## Consegna A
Trascrivi il brano dell'articolo su Babbo Natale da "In realtà, questa" a "moderno Santa Claus.", sostituendo "vecchietto" con "anziano".
## Consegna B
Rispondi in base all'articolo su Babbo Natale:
(i) Dove vive Babbo Natale secondo la storia che i genitori raccontano ai figli?
(ii) In quale periodo i pubblicitari della Coca Cola crearono l'immagine del vecchietto sulla slitta?
(iii) Quale illustratore firmò il primo disegno del moderno Santa Claus?
## Consegna C
Prosegui l'articolo sulla storia di Babbo Natale a partire dall'ultima frase riportata.

## Articolo

La vera storia (antica) di Babbo Natale



Ogni anno, milioni di bambini in tutto il mondo aspettano con ansia l’arrivo di Babbo Natale. I genitori raccontano ai loro figli la storia di un uomo anziano con la barba bianca, vestito con un giubba rossa, che vive al Polo Nord e che ogni notte del 25 dicembre gira il mondo a bordo della sua slitta volante trainata da renne magiche per distribuire regali ai bambini più buoni.
In realtà, questa favola, che non ha nulla a che vedere con le storia vera che lega la figura di Babbo Natale al personaggio storico di San Nicola, è la sapiente opera di cesellatura portata avanti dai maghi del marketing. In realtà, il Babbo Natale vestito di rosso e con la barba bianca è un personaggio inventato.
Peggio. Un personaggio pubblicitario. Sono stati infatti i pubblicitari della Coca Cola, all’inizio degli anni ’30, a creare l’immagine del vecchietto sulla slitta, per promuovere la bevanda nei mesi invernali. In particolare il celebre illustratore Haddon Sundblom: fu lui a porre la firma al primo disegno del moderno Santa Claus.

## Materiale estratto
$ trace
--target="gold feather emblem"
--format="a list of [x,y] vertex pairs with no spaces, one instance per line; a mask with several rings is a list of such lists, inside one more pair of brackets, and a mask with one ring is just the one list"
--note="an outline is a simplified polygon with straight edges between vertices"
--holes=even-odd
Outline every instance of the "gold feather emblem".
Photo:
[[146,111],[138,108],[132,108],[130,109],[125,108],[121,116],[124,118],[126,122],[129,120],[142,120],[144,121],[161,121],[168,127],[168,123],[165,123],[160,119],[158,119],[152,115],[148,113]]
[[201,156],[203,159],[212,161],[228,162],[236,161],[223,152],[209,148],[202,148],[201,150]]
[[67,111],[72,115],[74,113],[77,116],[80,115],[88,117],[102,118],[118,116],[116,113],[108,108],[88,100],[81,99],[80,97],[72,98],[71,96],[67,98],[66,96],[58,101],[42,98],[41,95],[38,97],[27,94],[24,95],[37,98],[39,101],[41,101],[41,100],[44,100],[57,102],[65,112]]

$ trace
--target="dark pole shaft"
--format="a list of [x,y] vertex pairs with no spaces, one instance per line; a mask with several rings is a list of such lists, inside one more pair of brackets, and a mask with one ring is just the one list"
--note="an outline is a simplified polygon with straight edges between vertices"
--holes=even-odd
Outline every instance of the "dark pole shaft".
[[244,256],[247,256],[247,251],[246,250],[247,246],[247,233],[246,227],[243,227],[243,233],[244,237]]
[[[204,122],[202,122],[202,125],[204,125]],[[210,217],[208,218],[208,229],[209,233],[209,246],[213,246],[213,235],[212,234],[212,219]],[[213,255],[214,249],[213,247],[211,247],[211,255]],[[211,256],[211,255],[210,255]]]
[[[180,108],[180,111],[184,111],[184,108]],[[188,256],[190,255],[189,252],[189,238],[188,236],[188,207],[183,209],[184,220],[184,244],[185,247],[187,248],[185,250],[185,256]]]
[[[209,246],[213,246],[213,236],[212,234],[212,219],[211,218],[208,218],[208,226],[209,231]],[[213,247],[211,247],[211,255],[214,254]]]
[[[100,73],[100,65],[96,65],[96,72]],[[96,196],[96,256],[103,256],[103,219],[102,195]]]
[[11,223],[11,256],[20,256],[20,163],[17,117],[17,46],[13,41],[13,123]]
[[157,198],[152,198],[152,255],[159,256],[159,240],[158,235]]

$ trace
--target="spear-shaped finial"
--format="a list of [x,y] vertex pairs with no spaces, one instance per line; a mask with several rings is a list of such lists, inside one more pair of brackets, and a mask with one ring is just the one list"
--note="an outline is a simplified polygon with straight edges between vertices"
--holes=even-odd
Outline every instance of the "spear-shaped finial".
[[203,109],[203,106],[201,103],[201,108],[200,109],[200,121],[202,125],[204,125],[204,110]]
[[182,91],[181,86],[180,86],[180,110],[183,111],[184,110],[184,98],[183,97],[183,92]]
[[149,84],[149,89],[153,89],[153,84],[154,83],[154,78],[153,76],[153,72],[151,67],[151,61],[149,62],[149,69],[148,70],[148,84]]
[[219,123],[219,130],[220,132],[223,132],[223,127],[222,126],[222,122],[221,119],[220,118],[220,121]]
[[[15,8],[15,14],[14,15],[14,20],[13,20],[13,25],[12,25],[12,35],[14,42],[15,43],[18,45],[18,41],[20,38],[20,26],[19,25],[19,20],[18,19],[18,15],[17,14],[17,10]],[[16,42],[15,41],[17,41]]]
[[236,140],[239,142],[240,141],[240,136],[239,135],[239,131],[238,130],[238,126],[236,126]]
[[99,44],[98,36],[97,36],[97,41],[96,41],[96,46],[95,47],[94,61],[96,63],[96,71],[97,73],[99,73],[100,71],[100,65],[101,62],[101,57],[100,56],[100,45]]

## Risultato dell'esercizio A
In realtà, questa favola, che non ha nulla a che vedere con le storia vera che lega la figura di Babbo Natale al personaggio storico di San Nicola, è la sapiente opera di cesellatura portata avanti dai maghi del marketing. In realtà, il Babbo Natale vestito di rosso e con la barba bianca è un personaggio inventato.
Peggio. Un personaggio pubblicitario. Sono stati infatti i pubblicitari della Coca Cola, all’inizio degli anni ’30, a creare l’immagine del anziano sulla slitta, per promuovere la bevanda nei mesi invernali. In particolare il celebre illustratore Haddon Sundblom: fu lui a porre la firma al primo disegno del moderno Santa Claus.

## Risultato dell'esercizio B
(i) Al Polo Nord.
(ii) All'inizio degli anni '30.
(iii) Haddon Sundblom.

## Risultato dell'esercizio C
Sarebbe bello, per amore di verità e di rispetto per i propri figli, che i genitori raccontassero anche la storia del vero Babbo Natale, un uomo che ha dedicato la sua vita alla cura dei bambini più poveri. La sua storia comincia con Nicola (270-343 d.C.), un uomo nato a Patara, all’epoca un villaggio greco, ma che poi è diventato parte della Turchia.
Come riportato sul sito del St. Nicholas Center, Nicola nasce in una famiglia benestante, dal quale riceve una solida educazione religiosa. Entrambi i suoi genitori morirono a causa di un’epidemia, quando Nicola era ancora molto giovane. Affascinato dalle parole di Gesù “va, vendi quello che hai e dallo ai poveri”, Nicola utilizzò tutta l’eredità lasciatagli dai genitori per aiutare i bisognosi, gli ammalati e i sofferenti.
Sentì ad un tratto di voler dedicare la sua vita a Dio, diventando vescovo di Myra ancora molto giovane. Il vescovo Nicola divenne subito noto in tutto il paese per la sua generosità verso i più bisognosi, il suo amore per i bambini e la sua attenzione per i marinai e le navi.
Sotto il regno dell’imperatore Diocleziano, il quale perseguitò spietatamente i cristiani, il vescovo Nicola ebbe a soffrire l’esilio e la prigionia. Le prigioni pare che fossero così piene di vescovi, sacerdoti e diaconi che non ci fosse più spazio per assassini, ladri e rapinatori. Dopo la sua liberazione, Nicola partecipò ai lavori del Concilio di Nicea del 325 d.C. La sua morte avvenne il 6 dicembre 343 d.C. A Myra, dove fu sepolto nella chiesa cattedrale.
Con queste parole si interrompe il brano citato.